HOW TO COMPLETE THIS TASK >> Using the entries below, restate word for word only the lines from the one with "Label a point on each instance of the seated" to the final line, leaving the pictures out.

===== DATA

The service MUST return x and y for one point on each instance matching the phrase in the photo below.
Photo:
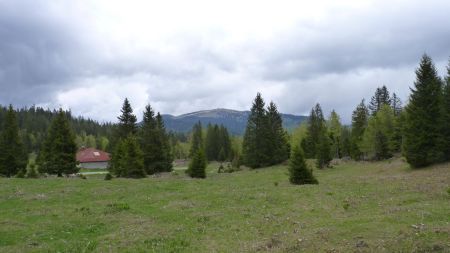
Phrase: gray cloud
(51, 58)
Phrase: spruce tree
(359, 124)
(396, 104)
(255, 144)
(380, 98)
(423, 144)
(132, 160)
(116, 164)
(279, 146)
(299, 172)
(377, 141)
(446, 117)
(165, 161)
(127, 121)
(316, 126)
(59, 149)
(323, 151)
(149, 140)
(335, 127)
(12, 153)
(197, 166)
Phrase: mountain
(235, 121)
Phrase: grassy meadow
(357, 207)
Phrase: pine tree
(335, 127)
(197, 166)
(149, 140)
(12, 156)
(299, 172)
(396, 104)
(126, 127)
(446, 112)
(116, 164)
(345, 141)
(423, 144)
(255, 144)
(279, 147)
(132, 160)
(316, 126)
(323, 152)
(127, 121)
(380, 98)
(165, 162)
(359, 124)
(377, 139)
(58, 153)
(225, 142)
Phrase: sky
(185, 56)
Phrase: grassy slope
(371, 207)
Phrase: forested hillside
(34, 121)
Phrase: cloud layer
(184, 57)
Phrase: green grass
(357, 207)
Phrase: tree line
(420, 132)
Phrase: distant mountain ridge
(235, 121)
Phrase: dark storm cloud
(52, 54)
(386, 37)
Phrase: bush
(20, 174)
(108, 176)
(32, 171)
(221, 169)
(299, 171)
(197, 166)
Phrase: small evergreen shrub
(20, 174)
(32, 171)
(108, 176)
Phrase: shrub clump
(108, 176)
(299, 171)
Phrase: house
(91, 158)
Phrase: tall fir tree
(197, 165)
(299, 172)
(155, 143)
(279, 146)
(127, 121)
(423, 144)
(380, 98)
(165, 162)
(255, 145)
(377, 141)
(335, 131)
(446, 112)
(13, 157)
(316, 127)
(396, 104)
(323, 150)
(196, 139)
(59, 149)
(132, 159)
(359, 124)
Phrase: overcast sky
(183, 56)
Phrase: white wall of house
(94, 165)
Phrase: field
(357, 207)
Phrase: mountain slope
(235, 121)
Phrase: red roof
(86, 155)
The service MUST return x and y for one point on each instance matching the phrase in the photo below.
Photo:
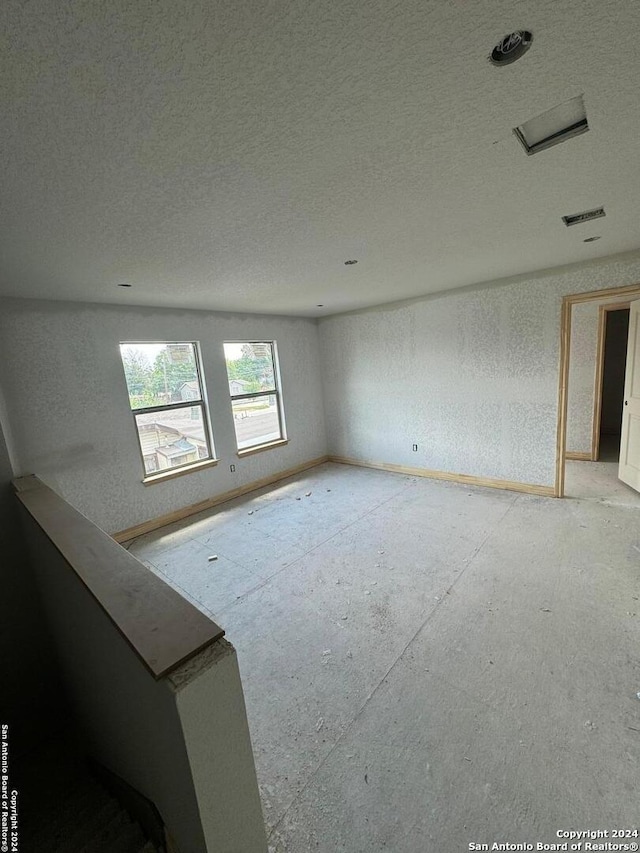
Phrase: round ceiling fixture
(511, 47)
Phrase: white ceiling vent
(585, 216)
(556, 125)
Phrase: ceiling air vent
(586, 216)
(556, 125)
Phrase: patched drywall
(582, 376)
(470, 377)
(69, 408)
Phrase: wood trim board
(179, 514)
(466, 479)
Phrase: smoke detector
(511, 47)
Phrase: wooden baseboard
(178, 514)
(467, 479)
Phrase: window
(167, 401)
(255, 395)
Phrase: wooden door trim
(603, 310)
(627, 293)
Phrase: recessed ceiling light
(511, 47)
(556, 125)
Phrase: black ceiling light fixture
(510, 48)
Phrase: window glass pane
(160, 374)
(250, 367)
(256, 420)
(172, 438)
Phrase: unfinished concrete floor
(599, 480)
(425, 664)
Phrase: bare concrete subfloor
(425, 664)
(599, 480)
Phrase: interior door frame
(603, 310)
(627, 293)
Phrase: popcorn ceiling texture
(214, 152)
(69, 409)
(471, 377)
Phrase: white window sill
(259, 448)
(178, 472)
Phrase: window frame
(276, 391)
(202, 403)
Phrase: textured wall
(471, 377)
(69, 410)
(582, 374)
(29, 677)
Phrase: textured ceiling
(232, 155)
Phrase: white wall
(146, 730)
(470, 376)
(69, 412)
(582, 377)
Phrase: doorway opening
(597, 333)
(608, 415)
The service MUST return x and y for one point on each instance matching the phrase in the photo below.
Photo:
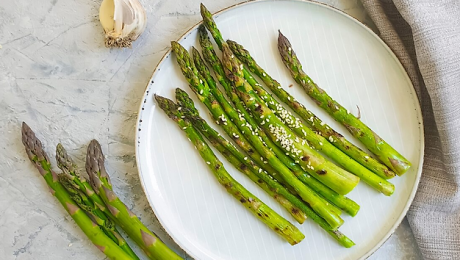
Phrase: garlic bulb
(123, 21)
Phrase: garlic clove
(123, 21)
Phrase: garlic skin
(123, 21)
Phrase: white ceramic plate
(346, 59)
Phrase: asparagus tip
(204, 11)
(166, 105)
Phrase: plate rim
(398, 221)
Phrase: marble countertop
(56, 75)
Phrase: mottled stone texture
(56, 75)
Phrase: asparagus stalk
(82, 192)
(229, 151)
(240, 161)
(210, 56)
(122, 216)
(235, 116)
(319, 142)
(310, 118)
(200, 87)
(197, 83)
(387, 154)
(40, 159)
(227, 147)
(274, 221)
(249, 168)
(336, 178)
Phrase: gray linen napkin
(425, 35)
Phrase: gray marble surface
(56, 75)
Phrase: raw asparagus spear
(319, 142)
(387, 154)
(224, 146)
(334, 177)
(235, 116)
(122, 216)
(200, 87)
(210, 56)
(239, 160)
(40, 159)
(77, 185)
(274, 221)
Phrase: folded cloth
(425, 35)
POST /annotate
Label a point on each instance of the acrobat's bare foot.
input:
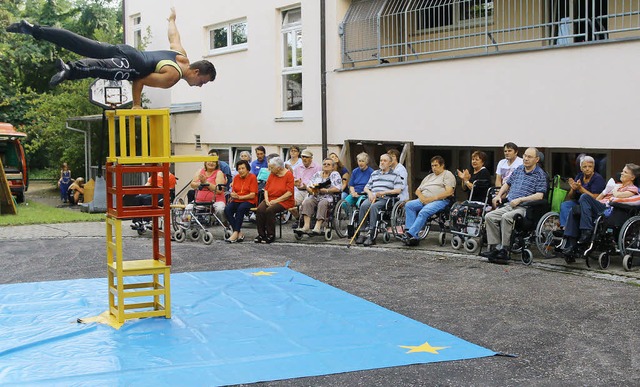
(61, 75)
(22, 27)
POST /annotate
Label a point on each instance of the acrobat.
(161, 69)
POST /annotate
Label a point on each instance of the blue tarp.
(228, 327)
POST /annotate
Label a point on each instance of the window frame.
(230, 47)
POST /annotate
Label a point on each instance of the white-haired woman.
(278, 197)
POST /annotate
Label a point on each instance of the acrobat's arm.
(174, 36)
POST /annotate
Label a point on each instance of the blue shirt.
(257, 165)
(522, 183)
(359, 178)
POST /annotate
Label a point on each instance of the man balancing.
(161, 69)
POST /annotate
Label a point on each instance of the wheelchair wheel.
(471, 246)
(456, 242)
(545, 240)
(207, 238)
(603, 260)
(342, 218)
(629, 237)
(179, 236)
(527, 257)
(627, 262)
(193, 234)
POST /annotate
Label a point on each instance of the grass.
(37, 213)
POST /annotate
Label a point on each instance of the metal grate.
(383, 31)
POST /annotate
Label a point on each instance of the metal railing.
(386, 31)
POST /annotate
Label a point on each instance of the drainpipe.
(323, 77)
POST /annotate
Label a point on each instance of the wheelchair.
(383, 218)
(616, 233)
(193, 221)
(467, 220)
(441, 218)
(329, 223)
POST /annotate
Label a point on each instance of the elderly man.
(433, 196)
(527, 183)
(302, 174)
(381, 184)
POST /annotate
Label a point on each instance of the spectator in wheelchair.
(587, 181)
(343, 171)
(507, 165)
(527, 183)
(590, 208)
(278, 197)
(381, 184)
(320, 198)
(401, 171)
(359, 178)
(294, 158)
(433, 194)
(467, 179)
(301, 176)
(244, 196)
(209, 183)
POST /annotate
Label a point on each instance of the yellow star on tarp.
(263, 273)
(426, 347)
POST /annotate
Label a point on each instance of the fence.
(386, 31)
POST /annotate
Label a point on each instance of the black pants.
(104, 60)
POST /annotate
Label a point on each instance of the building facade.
(426, 77)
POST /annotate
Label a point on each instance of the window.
(229, 36)
(292, 62)
(137, 31)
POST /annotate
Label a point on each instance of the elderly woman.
(344, 173)
(587, 181)
(591, 208)
(209, 184)
(278, 197)
(320, 198)
(244, 195)
(294, 158)
(467, 179)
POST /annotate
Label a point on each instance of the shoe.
(61, 75)
(22, 27)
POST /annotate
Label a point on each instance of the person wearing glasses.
(320, 198)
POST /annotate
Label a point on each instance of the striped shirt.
(380, 181)
(522, 183)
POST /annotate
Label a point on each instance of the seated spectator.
(278, 197)
(344, 173)
(467, 179)
(527, 183)
(244, 196)
(76, 191)
(206, 184)
(381, 184)
(320, 198)
(507, 165)
(294, 158)
(433, 196)
(359, 178)
(401, 171)
(587, 181)
(590, 207)
(301, 175)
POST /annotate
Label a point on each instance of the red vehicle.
(14, 160)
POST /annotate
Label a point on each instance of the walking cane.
(359, 226)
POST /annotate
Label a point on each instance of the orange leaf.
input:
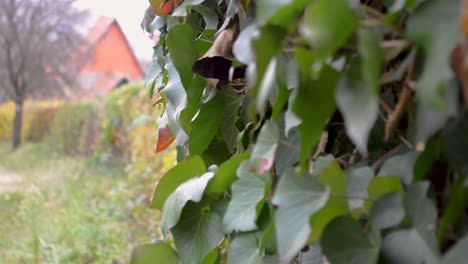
(176, 3)
(163, 10)
(165, 139)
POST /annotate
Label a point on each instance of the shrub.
(338, 133)
(7, 113)
(128, 131)
(41, 123)
(75, 130)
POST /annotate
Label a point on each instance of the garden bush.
(129, 131)
(76, 129)
(330, 129)
(37, 119)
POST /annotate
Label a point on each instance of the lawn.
(56, 209)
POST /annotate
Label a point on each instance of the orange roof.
(99, 29)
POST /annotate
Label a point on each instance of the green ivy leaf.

==========

ANSWER SECTION >>
Label a point on each instance of the seated spectator.
(278, 197)
(344, 173)
(467, 179)
(527, 183)
(244, 196)
(76, 191)
(206, 184)
(381, 184)
(320, 198)
(507, 165)
(294, 158)
(433, 196)
(359, 178)
(401, 171)
(587, 181)
(590, 207)
(301, 175)
POST /annotate
Label a point on each instance of the red vehicle.
(14, 160)
POST /annotate
Label a point on each instance of the walking cane.
(359, 226)
POST /annotate
Label a point on each instance of the orange leaf.
input:
(176, 3)
(163, 10)
(165, 139)
POST /annotate
Label a point on each instance of the shrub.
(338, 133)
(7, 113)
(128, 131)
(41, 123)
(75, 130)
POST /annotate
Label a point on each instance of the garden bush.
(129, 131)
(76, 129)
(330, 129)
(37, 119)
POST /annotate
Label a point on each instance of the lawn.
(56, 209)
POST /annotate
Label a point on each instance of the orange roof.
(99, 29)
POST /annotate
Label a point on each instance of the green ivy leaf.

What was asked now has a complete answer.